**Problem description:**
Print, exactly as they appear, only the lines from the line that contains "Target: koala's face" through the end of the listing.

**Exercise data:**
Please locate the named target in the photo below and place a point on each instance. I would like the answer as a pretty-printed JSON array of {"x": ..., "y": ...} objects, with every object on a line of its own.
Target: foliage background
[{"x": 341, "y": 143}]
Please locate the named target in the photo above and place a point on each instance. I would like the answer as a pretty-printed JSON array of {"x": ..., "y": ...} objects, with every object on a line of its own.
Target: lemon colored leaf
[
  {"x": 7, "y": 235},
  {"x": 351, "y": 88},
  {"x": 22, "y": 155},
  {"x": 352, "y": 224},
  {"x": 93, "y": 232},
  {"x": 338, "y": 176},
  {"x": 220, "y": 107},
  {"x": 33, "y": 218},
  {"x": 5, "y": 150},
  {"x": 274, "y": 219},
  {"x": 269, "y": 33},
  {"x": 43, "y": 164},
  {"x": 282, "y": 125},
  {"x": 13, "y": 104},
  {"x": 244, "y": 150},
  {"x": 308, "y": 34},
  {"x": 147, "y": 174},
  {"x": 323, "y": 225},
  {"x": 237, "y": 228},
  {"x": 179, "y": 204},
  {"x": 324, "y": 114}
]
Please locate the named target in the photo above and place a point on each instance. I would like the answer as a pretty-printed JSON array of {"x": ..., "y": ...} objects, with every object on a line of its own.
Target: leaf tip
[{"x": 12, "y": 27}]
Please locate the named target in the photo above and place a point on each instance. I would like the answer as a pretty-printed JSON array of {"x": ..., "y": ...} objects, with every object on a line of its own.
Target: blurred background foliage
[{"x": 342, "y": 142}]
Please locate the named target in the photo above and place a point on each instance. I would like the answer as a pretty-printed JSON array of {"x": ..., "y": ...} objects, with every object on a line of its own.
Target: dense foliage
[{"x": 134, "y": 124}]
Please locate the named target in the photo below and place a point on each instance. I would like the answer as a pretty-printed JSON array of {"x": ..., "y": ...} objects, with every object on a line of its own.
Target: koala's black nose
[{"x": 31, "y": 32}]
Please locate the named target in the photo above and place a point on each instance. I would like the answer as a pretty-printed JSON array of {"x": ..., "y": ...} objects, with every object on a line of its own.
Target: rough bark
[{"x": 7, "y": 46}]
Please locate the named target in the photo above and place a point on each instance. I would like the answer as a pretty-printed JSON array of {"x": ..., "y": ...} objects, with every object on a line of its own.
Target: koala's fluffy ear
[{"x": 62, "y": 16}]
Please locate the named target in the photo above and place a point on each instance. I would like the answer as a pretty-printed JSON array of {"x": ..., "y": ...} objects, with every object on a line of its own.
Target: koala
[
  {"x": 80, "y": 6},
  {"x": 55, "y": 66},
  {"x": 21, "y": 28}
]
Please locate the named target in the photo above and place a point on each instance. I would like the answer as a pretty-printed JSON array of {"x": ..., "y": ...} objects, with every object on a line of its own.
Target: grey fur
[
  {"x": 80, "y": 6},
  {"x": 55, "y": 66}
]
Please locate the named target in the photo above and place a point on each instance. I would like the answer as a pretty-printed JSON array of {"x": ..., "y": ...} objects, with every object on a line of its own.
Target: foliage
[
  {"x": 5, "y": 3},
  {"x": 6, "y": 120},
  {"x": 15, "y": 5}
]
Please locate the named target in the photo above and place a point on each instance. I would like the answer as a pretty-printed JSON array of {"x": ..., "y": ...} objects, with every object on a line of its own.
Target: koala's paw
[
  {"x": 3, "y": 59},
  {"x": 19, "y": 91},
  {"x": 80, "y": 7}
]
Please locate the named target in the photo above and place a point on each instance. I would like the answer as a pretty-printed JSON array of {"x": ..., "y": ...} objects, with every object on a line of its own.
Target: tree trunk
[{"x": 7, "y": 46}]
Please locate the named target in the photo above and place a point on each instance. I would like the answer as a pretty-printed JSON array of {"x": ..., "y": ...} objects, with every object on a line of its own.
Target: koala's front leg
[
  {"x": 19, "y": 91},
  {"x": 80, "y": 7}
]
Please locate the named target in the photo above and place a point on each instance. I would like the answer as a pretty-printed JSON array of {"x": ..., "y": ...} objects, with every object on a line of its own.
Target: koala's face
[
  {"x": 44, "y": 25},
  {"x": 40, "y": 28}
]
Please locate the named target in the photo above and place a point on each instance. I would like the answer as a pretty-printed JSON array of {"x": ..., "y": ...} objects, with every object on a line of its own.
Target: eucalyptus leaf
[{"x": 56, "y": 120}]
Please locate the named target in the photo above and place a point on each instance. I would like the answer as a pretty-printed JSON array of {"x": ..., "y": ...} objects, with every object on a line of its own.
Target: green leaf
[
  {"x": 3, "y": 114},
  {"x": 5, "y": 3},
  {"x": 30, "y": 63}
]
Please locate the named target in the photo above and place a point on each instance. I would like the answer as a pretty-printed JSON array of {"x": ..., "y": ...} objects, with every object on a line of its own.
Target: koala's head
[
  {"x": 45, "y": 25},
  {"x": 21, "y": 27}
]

**Exercise response:**
Target: koala's face
[
  {"x": 44, "y": 25},
  {"x": 40, "y": 28}
]
Please locate the named target in the photo above and place a point on each instance. I would like the answer as a pretty-printed JSON array of {"x": ..., "y": ...} objects, with every object on a line of its own.
Target: eucalyptus leaf
[{"x": 56, "y": 120}]
Please locate the named target in the photo above and place a point on each instance. I would like the answer as a pretty-printed JSON array of {"x": ..., "y": ...} objects, with every object on a line of its own.
Target: green leaf
[
  {"x": 3, "y": 114},
  {"x": 5, "y": 3},
  {"x": 30, "y": 63}
]
Please locate the named target in the photo above and place a point on each instance. I would like the answer as a pretty-printed JSON array of {"x": ..., "y": ...} objects, with every object on a line of its own.
Target: koala's head
[
  {"x": 45, "y": 25},
  {"x": 21, "y": 27}
]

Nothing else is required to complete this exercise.